*** Supplied data ***

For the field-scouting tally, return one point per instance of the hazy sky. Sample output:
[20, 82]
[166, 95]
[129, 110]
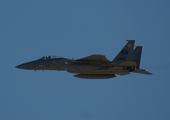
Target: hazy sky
[75, 29]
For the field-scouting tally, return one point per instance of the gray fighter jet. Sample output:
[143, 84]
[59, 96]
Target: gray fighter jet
[94, 66]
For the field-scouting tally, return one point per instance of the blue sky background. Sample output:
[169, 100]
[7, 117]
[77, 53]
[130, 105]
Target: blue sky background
[75, 29]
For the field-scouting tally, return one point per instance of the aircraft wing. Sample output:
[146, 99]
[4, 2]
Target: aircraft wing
[94, 57]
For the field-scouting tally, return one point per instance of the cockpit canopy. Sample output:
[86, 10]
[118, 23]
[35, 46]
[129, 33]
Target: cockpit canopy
[48, 57]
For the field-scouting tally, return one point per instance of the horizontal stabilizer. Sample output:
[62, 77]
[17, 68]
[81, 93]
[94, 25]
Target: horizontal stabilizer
[141, 71]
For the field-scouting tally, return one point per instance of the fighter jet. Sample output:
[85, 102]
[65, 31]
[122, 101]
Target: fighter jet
[95, 66]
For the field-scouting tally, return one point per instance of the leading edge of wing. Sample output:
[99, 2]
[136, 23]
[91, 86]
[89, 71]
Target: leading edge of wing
[94, 57]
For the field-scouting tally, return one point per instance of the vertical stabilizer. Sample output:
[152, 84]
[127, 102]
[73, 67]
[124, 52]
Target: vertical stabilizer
[126, 53]
[137, 55]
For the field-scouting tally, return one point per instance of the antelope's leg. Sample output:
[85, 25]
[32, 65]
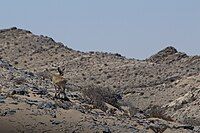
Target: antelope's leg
[56, 89]
[65, 96]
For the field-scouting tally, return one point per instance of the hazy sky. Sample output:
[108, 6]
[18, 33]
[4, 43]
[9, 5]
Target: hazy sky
[133, 28]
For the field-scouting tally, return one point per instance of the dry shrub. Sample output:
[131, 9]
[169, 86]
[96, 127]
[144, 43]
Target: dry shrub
[20, 80]
[155, 111]
[191, 121]
[98, 96]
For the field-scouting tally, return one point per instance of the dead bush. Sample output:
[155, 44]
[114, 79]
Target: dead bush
[191, 121]
[155, 111]
[98, 96]
[20, 80]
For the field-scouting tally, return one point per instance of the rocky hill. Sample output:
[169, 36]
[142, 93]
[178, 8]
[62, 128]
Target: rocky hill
[107, 92]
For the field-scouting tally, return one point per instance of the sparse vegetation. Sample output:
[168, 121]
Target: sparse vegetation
[155, 111]
[193, 121]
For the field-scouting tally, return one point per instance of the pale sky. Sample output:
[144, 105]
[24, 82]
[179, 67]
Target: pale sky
[133, 28]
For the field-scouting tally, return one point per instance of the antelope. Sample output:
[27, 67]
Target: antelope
[59, 83]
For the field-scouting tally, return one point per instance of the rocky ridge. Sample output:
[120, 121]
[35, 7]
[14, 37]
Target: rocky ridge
[159, 94]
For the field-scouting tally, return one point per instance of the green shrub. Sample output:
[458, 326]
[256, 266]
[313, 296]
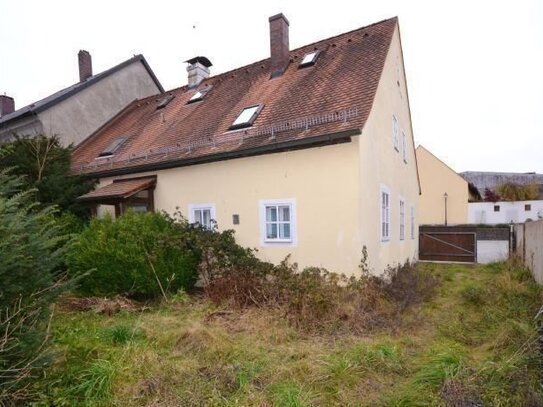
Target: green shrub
[317, 300]
[32, 250]
[142, 255]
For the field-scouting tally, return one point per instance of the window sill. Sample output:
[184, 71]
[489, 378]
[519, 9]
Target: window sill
[277, 240]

*** End of Supplied data ***

What to do
Without the pictures, repeat the listing exactly as it reads.

Task answer
For the field-scouting tally, return one point per instance of the hazy sky. Sample output:
[20, 82]
[166, 95]
[129, 110]
Target: hazy sky
[75, 29]
For the field-scouting tally, return one point per instance of the gray fighter jet. Sample output:
[143, 84]
[59, 96]
Target: gray fighter jet
[94, 66]
For the field-scouting tally, return one point per instance of the blue sky background. Sample output:
[169, 100]
[7, 117]
[77, 53]
[130, 105]
Target: blue sky background
[75, 29]
For the field-scouting tally, return one point per instance of the aircraft wing. Sample output:
[146, 99]
[4, 2]
Target: aircraft wing
[94, 57]
For the field-scouting tally, return one point per instance of the cockpit canopy. Sample output:
[86, 10]
[118, 23]
[35, 46]
[129, 33]
Target: cockpit canopy
[48, 57]
For the field-scouting tally, return one point per instance of the horizontal stabilizer. Sample output:
[62, 77]
[17, 68]
[81, 93]
[94, 25]
Target: horizontal stabilizer
[141, 71]
For the field-scouting tally, return one point per instance of the fighter jet. Sample output:
[85, 102]
[65, 31]
[122, 101]
Target: fighter jet
[95, 66]
For the field-scouting tally, return one point per instance of the leading edge of wing. Sample output:
[99, 2]
[136, 23]
[91, 86]
[89, 71]
Target: leading edge of wing
[94, 57]
For the field-scouting tally, return one point per instance of the vertical stabilizer. Sample output:
[152, 84]
[127, 102]
[73, 67]
[124, 52]
Target: vertical stabilizer
[126, 53]
[137, 55]
For the field-scouting tally, return one point per instance of the antelope's leg. Sample output:
[85, 25]
[32, 65]
Target: antelope's leg
[56, 89]
[65, 96]
For the field-scouting tally, return one point per instance of the hazy sky. Sample output:
[108, 6]
[18, 33]
[4, 43]
[9, 5]
Target: hazy sky
[133, 28]
For the field-scouting tally, return one point per instance of the dry shrub. Sample output:
[131, 9]
[169, 86]
[96, 127]
[144, 43]
Target: dry shrub
[20, 80]
[155, 111]
[191, 121]
[98, 96]
For the field-scouting tally, return one point per instance of the dead bush. Sample output:
[155, 44]
[114, 79]
Target: dead bush
[191, 121]
[155, 111]
[98, 96]
[20, 80]
For the field-scouting tally, return one point per instance of the rocky hill. Sample output:
[169, 36]
[142, 93]
[178, 8]
[62, 128]
Target: rocky hill
[107, 92]
For the field-scouting tally, return one point per instance of the sparse vegetation. Sample output:
[168, 121]
Target: sparse vegetation
[155, 111]
[193, 121]
For the field-scouting tally, return one point per instance of the pale sky. Sample output:
[144, 105]
[24, 82]
[179, 67]
Target: pale sky
[133, 28]
For the field-scouting tally, return one point per instance of the antelope. Sample output:
[27, 67]
Target: antelope
[59, 83]
For the field-scouting tally, return one point per instance of the rocky ridge. Sample output:
[120, 121]
[35, 7]
[14, 37]
Target: rocky ridge
[159, 94]
For the field-scouting tally, return one point per instance of the green shrub. Sample output:
[458, 326]
[256, 266]
[313, 296]
Target: green shrub
[317, 300]
[32, 250]
[142, 255]
For the field-scouting tally, return one point per instance of the window sill. Sample output:
[184, 71]
[489, 378]
[519, 9]
Target: window sill
[277, 240]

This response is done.